Given request 1:
Reproduce word for word the part of the survey-call account that runs from "I got a phone" to "them go on.".

Excerpt to read:
═══

I got a phone call as I was leaving work.

"Hi. You've been chosen to participate in a survey about domain name registrars."

This was on my cellphone, so I had every right to just hang up, but it sounded interesting, so I let them go on.

"Have you transferred any domains to another registrar in the past 2-3 months?"

Well, I had. I'd moved drissman.com and beitavot.com to PairNIC about two months ago.

"Where did you transfer them to?"

"PairNIC."

"Where from?"

"Network Solutions."

"Who are you calling on behalf of?"

"I'm sorry, but I can't tell you as it would distort the survey results."

"A registrar, though?"

"Yes."

So he then asked questions about PairNIC. Is price more important than features? How satisfied am I with their support?

Then he turned to Network Solutions.

"Why did you leave Network Solutions?"

"Because I didn't trust them. Misleading advertisements. Expensive."

The whole thing almost came to a standstill in the middle of the questioning:

"When you initially registered your domain, did you feel that Network Solutions offered more value than other registrars?"

"I can't answer that question. I registered my domain back in 1998. There were no other registrars!"

"So is that a 'no'?"

"It's not a 'no'. It's an 'I can't answer that question since it's not applicable!'"

"I need a 'yes' or 'no'. Or a 'can't answer'."

"I'll decline to answer."

═══

Material provided:
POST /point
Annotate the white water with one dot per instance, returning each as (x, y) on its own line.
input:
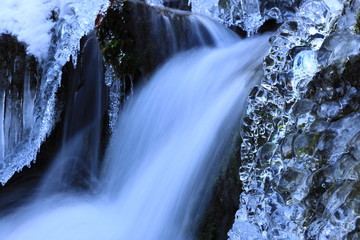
(160, 157)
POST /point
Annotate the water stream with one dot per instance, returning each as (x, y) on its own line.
(160, 157)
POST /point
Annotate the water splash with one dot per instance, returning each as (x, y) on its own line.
(160, 156)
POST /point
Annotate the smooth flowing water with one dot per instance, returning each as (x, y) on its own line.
(161, 156)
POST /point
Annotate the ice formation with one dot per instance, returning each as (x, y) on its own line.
(59, 25)
(292, 189)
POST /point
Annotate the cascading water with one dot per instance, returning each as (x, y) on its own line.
(160, 157)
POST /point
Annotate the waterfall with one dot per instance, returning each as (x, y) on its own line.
(160, 158)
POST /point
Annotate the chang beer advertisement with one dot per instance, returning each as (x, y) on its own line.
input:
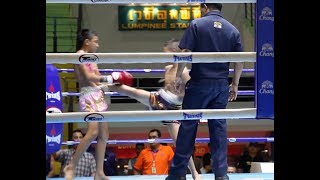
(156, 17)
(264, 73)
(54, 131)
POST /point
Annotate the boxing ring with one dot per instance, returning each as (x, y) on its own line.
(232, 176)
(263, 87)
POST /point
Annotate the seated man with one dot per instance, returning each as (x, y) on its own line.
(166, 98)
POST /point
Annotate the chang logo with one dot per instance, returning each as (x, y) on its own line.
(266, 50)
(53, 136)
(53, 110)
(182, 58)
(199, 1)
(56, 139)
(100, 1)
(266, 88)
(93, 117)
(87, 58)
(192, 116)
(266, 14)
(52, 95)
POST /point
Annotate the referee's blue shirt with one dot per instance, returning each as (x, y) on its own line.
(211, 33)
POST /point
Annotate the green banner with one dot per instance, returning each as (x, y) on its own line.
(156, 17)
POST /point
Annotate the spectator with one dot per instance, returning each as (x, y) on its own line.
(87, 162)
(155, 159)
(132, 161)
(252, 154)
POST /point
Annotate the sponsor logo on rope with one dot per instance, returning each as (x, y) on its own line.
(266, 87)
(270, 139)
(100, 1)
(266, 14)
(85, 58)
(266, 50)
(182, 58)
(53, 95)
(201, 1)
(52, 137)
(192, 116)
(53, 110)
(93, 117)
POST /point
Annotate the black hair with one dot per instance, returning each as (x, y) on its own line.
(78, 130)
(155, 130)
(83, 35)
(212, 6)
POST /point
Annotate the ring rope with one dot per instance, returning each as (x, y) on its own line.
(147, 1)
(154, 57)
(139, 70)
(198, 140)
(241, 93)
(156, 115)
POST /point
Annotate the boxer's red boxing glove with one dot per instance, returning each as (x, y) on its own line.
(118, 78)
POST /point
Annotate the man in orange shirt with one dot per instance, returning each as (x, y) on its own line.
(154, 160)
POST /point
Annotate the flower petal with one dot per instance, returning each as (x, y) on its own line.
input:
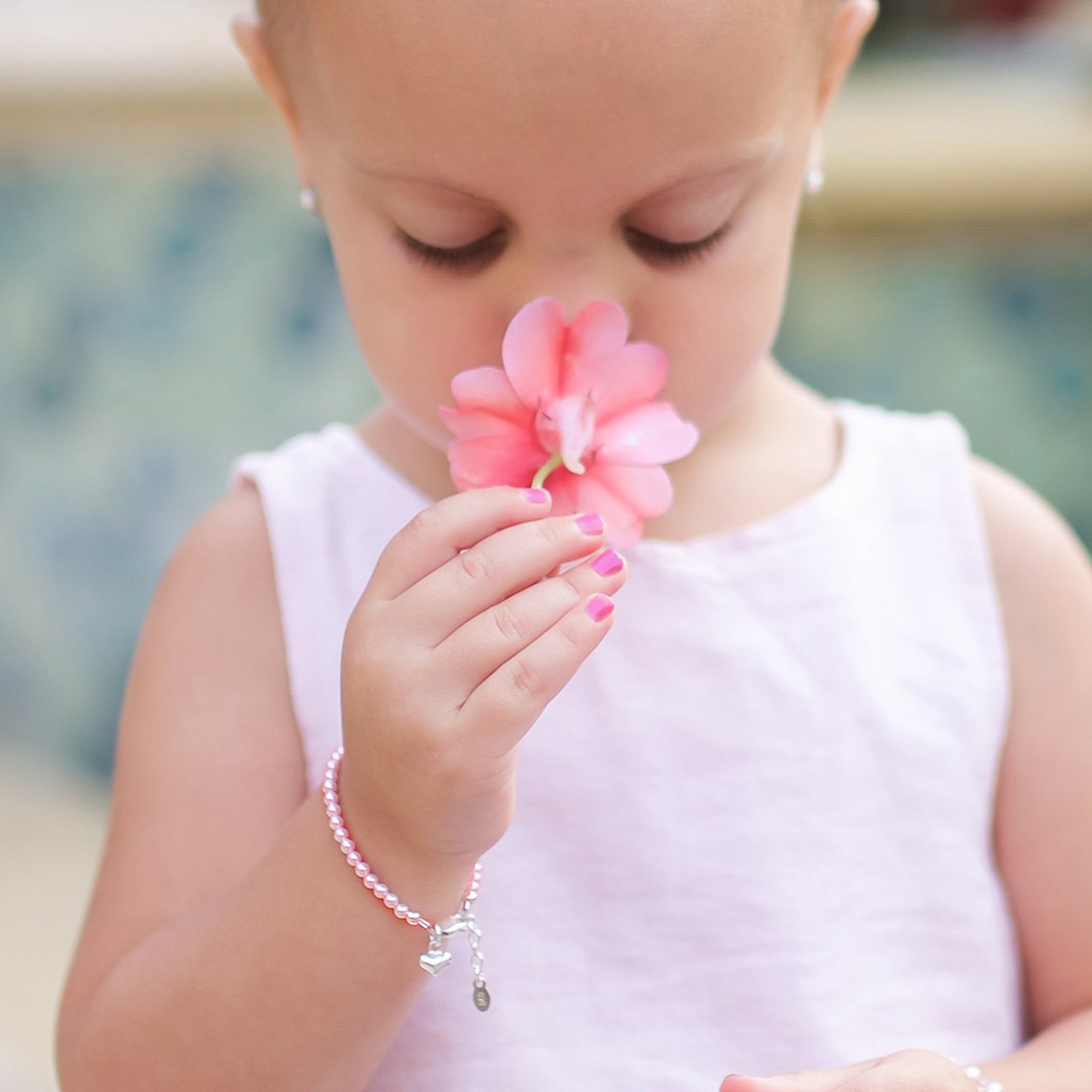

═══

Given request 2:
Collect every line of the listing that contains the string "shirt".

Exercise solution 1:
I got a phone call as I was leaving work.

"Hi. You've been chosen to participate in a survey about domain name registrars."

This was on my cellphone, so I had every right to just hang up, but it sounded interesting, so I let them go on.

Exercise solution 2:
Annotate the referee's blue shirt with one dot per instance, returning each as (x, y) on its own line.
Annotate the man in orange shirt with one dot per instance, returning each as (x, y) on its own line.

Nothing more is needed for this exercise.